In the beginning - traditional hosting

Since uni I have had a wix (i know…) based site which hosted old coursework - and was eventually supposed to host blog content. It was easy to setup and easy to customize main content but rather awkward to blog on, and cost quite a lot for what essentially ammounted to static content - in my use case. I also had a google workspaces mail account - which again was really easy to setup but was overkill for my purposes.

Building it better

Every so often I would have a surge of inspiration to finally get rid of my old website, to use the latest and greatest to build a beautiful static website. I’d then spend a few days writing something in gatsby, nextJs, hell - even pure HTML. Ultimately I find a way to over complicate it - which these libraries lend themselves to- usually in an effort to make future blogging easier (ironically), then either get stuck, worn out, or convinced that X library would make this whole thing way easier. Usually more than one of these. Eventually, my library/framework hopping landed me here - SSG5/SSG6.

SSG6

SSG6 (Static Site Generator 6) is a POSIX compliant shell script written by Roman Zolotarev, which I modified to suit my own needs. The documentation for the original can be found here.

On top of the excellent work by Roman, I’ve added:

pandoc support - adding in-document control of title, description, date & tags for each post.
pagination - which is controlled by max_page_posts in the script.
home page generation - to show my most recent posts first
comments - so that if you are unfamiliar with shell, you can still work out wtf is actually going on.
solarized-dark css

In doing so, I’ve broken the posix compatability, however Bash 4 is relatively widely used, and I couldn’t think of another way to achieve what I wanted without adding another app anyways.

● **WRITTEN PROBLEM 1**:
Return every line of the rows that contains the word "plant". Case counts.

● **DATA FOR THE TASK**:
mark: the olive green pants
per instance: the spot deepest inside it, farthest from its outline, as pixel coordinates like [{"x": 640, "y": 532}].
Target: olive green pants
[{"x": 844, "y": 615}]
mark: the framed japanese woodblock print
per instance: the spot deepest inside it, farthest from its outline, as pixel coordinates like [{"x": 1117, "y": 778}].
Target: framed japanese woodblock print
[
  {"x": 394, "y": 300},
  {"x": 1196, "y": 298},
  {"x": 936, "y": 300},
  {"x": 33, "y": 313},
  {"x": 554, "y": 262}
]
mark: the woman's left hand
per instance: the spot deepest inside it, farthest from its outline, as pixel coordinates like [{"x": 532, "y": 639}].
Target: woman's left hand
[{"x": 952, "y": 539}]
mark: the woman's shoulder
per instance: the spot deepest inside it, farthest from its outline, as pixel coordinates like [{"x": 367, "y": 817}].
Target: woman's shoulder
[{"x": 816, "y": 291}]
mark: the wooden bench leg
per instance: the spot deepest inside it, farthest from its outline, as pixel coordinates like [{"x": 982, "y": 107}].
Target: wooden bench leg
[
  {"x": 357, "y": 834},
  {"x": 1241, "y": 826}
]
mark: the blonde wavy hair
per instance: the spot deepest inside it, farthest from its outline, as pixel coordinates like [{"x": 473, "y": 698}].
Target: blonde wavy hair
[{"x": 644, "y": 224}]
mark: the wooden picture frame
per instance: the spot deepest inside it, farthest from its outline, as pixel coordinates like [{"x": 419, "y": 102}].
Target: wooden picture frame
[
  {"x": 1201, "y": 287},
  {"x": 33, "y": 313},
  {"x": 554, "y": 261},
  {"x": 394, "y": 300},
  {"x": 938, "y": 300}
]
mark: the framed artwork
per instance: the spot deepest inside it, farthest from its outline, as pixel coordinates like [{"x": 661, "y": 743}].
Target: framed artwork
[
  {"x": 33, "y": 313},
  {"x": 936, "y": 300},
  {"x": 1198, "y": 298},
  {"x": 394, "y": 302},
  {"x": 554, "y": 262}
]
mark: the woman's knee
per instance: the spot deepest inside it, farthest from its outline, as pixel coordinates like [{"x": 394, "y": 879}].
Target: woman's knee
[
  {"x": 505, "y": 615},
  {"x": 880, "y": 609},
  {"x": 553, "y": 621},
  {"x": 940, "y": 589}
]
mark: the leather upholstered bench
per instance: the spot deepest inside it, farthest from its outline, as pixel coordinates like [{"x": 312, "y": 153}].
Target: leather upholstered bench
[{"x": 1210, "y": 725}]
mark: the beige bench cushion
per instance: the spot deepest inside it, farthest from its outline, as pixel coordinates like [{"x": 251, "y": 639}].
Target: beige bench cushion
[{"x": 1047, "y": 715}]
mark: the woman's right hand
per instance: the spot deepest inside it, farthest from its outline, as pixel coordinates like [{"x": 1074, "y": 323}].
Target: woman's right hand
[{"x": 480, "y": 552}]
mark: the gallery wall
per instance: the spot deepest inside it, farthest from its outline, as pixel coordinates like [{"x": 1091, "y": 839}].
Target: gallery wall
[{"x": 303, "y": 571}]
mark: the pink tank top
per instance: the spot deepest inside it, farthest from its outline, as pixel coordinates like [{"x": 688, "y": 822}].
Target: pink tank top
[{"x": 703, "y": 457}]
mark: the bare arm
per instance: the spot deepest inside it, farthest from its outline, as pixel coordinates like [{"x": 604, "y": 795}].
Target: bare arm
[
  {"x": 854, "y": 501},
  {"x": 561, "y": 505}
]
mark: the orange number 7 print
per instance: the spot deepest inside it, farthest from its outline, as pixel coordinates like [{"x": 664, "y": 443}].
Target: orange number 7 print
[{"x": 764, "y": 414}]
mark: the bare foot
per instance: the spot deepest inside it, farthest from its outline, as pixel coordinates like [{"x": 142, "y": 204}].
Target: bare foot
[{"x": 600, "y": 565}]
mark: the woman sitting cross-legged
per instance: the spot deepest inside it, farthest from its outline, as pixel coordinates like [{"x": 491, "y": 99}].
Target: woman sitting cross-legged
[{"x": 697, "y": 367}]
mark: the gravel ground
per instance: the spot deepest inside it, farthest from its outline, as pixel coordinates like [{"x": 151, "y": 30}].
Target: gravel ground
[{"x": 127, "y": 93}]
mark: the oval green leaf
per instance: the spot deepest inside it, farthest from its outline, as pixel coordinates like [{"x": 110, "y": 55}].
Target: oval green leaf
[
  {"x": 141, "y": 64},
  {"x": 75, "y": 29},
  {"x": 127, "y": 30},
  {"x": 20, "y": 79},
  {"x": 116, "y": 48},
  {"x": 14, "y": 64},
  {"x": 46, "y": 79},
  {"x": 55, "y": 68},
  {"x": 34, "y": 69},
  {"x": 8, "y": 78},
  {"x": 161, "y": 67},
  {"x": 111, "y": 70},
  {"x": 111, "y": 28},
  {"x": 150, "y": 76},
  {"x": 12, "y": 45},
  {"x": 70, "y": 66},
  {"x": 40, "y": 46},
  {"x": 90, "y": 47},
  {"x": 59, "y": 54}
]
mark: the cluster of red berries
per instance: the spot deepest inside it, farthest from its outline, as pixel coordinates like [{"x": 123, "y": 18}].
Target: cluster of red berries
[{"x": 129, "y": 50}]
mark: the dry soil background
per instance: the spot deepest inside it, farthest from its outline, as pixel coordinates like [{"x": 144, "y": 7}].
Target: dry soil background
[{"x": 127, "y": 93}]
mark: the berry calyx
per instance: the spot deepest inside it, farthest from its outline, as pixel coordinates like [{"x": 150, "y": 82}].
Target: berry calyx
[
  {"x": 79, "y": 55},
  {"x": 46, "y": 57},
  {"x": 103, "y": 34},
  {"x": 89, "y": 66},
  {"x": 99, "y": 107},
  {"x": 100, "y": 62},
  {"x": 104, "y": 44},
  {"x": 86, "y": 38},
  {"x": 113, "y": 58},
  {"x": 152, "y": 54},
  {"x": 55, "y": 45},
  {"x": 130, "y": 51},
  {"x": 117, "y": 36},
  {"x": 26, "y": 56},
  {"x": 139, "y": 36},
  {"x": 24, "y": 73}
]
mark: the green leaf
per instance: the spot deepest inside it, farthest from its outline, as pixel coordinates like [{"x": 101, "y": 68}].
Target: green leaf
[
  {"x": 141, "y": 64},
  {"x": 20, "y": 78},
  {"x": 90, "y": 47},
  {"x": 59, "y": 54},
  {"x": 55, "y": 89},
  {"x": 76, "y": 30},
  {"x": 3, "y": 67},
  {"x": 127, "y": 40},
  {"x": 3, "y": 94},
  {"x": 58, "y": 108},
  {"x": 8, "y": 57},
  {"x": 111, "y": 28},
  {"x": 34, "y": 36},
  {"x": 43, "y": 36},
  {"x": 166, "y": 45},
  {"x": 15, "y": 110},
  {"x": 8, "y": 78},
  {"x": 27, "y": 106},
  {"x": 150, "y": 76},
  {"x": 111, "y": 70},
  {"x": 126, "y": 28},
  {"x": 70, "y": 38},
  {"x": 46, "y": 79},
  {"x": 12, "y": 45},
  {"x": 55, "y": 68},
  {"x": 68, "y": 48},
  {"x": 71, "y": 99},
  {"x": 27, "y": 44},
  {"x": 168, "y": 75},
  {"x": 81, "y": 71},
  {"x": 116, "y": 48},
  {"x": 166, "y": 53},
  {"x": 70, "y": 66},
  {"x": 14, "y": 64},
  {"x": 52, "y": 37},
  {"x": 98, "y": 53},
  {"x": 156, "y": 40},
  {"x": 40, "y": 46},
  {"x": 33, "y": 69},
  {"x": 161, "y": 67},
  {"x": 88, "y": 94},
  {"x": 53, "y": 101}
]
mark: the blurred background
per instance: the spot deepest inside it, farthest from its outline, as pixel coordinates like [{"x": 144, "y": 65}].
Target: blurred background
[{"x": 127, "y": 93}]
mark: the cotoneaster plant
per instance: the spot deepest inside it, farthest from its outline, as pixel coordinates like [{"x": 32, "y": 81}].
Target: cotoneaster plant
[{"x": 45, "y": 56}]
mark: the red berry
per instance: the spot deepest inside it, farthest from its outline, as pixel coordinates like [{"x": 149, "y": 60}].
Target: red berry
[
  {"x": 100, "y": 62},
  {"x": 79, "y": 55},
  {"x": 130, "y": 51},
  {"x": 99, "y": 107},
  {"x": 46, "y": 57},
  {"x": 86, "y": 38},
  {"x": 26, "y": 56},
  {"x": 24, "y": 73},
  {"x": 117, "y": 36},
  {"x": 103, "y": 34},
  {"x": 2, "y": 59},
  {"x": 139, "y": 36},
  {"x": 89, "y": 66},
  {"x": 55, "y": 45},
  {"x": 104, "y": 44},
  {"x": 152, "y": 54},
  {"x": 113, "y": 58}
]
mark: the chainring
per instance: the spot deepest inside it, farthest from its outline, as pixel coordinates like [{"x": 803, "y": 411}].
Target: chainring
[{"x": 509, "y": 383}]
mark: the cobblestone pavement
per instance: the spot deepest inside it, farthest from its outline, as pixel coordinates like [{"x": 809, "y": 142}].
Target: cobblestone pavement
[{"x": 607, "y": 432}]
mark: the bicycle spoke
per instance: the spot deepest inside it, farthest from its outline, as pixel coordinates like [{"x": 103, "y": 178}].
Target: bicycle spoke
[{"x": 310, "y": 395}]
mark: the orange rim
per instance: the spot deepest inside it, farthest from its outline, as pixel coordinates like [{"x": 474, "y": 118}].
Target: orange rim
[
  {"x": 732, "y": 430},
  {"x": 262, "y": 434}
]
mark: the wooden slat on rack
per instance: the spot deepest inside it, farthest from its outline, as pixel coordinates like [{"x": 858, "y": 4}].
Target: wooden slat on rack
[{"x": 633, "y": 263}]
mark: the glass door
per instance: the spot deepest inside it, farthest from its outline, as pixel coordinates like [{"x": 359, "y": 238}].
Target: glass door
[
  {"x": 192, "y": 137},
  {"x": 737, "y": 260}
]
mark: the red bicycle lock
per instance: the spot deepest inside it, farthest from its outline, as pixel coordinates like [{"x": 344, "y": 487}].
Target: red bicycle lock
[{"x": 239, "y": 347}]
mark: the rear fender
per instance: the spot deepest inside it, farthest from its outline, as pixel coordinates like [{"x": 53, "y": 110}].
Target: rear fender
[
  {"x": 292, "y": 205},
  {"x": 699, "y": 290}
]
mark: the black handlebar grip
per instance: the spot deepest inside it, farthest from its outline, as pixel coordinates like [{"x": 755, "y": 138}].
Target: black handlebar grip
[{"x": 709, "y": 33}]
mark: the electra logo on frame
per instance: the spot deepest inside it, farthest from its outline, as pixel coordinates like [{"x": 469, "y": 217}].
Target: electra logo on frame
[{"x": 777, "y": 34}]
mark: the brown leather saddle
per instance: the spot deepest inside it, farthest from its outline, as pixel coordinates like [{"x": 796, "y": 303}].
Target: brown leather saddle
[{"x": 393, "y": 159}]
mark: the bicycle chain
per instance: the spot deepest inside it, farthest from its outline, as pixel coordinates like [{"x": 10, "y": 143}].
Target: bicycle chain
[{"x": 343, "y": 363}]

● **WRITTEN PROBLEM 2**:
Decide whether each statement agrees with the post about building a static site, answering yes or no and quoting the deciding words from the post exactly: (a) After the author's changes, the script is still fully POSIX compliant. (b) Pagination is controlled by max_page_posts in the script. (c) The google workspaces mail account was difficult to set up.

● **TASK RESPONSE 1**:
mark: the cotoneaster plant
Target: cotoneaster plant

● **TASK RESPONSE 2**:
(a) No: "In doing so, I’ve broken the posix compatability"
(b) Yes: "pagination - which is controlled by max_page_posts in the script."
(c) No: "which again was really easy to setup but was overkill for my purposes."